== WORKING DATA
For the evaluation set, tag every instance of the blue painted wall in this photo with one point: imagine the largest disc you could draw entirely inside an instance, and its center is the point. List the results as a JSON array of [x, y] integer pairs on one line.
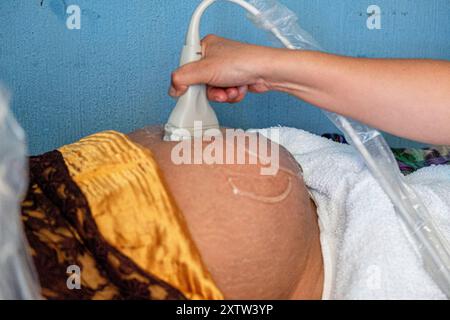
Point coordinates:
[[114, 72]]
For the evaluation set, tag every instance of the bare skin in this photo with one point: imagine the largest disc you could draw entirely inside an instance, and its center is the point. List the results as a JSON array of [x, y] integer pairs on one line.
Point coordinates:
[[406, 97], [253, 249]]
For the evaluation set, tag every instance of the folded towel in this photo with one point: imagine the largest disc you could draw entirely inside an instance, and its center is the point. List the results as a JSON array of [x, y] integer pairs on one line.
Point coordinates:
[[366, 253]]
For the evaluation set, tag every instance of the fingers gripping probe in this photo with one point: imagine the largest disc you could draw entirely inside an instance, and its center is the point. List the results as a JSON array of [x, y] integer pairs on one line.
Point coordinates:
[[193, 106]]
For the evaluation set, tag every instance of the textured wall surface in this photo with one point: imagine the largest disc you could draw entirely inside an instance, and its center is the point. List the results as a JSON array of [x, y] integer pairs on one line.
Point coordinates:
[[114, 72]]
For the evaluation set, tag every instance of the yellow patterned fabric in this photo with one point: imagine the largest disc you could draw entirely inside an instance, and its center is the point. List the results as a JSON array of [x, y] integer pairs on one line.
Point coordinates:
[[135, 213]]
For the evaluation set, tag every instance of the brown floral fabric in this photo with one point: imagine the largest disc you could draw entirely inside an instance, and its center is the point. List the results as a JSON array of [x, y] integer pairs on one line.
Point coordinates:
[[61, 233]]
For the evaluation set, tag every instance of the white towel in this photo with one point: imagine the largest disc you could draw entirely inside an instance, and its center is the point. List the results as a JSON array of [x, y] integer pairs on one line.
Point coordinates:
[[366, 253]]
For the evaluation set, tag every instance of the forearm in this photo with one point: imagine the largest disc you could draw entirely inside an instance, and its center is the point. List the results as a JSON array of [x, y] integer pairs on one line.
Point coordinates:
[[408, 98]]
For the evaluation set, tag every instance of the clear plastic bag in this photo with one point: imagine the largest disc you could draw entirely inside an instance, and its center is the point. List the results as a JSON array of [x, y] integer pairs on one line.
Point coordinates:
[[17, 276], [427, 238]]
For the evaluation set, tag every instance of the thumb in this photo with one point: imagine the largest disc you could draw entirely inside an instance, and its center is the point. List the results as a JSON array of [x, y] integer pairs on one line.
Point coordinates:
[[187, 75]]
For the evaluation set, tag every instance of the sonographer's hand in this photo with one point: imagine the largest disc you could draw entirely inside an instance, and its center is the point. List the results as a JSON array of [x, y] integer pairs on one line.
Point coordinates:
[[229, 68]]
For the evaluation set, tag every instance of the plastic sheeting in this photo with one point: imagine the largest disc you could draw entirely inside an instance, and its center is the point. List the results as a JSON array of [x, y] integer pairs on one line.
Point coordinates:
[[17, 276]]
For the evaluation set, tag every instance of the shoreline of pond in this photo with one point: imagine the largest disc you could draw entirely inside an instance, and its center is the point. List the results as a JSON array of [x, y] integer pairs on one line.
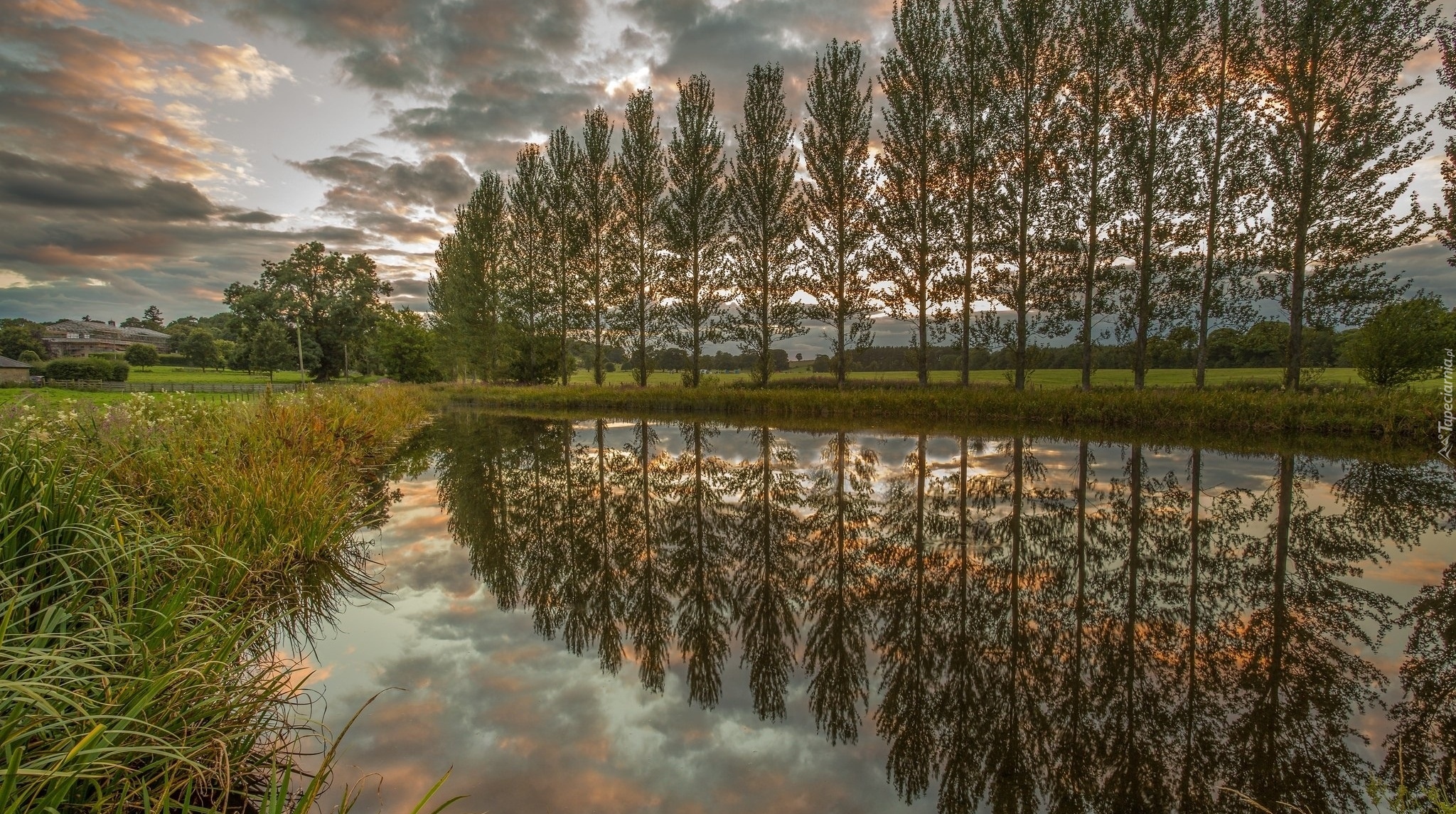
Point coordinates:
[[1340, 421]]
====
Rewrite the data starting at the line containing "For the evaluation set, tag every instance of the shoreline" and ending at the end of the data, changing "shoreline of pond" to "edge of the pond" and keeping everything else the same. Leave the picture out of your answer.

* _OUTPUT OF THE EXERCISE_:
For the evaluation set, tag every instance of the edge of the pond in this photo with one point: imagine the largest disc you could draw entirely inside an instance, and its center is the point. List the results as a JSON array of [x, y] integer pairs on one line.
Point coordinates:
[[1340, 421]]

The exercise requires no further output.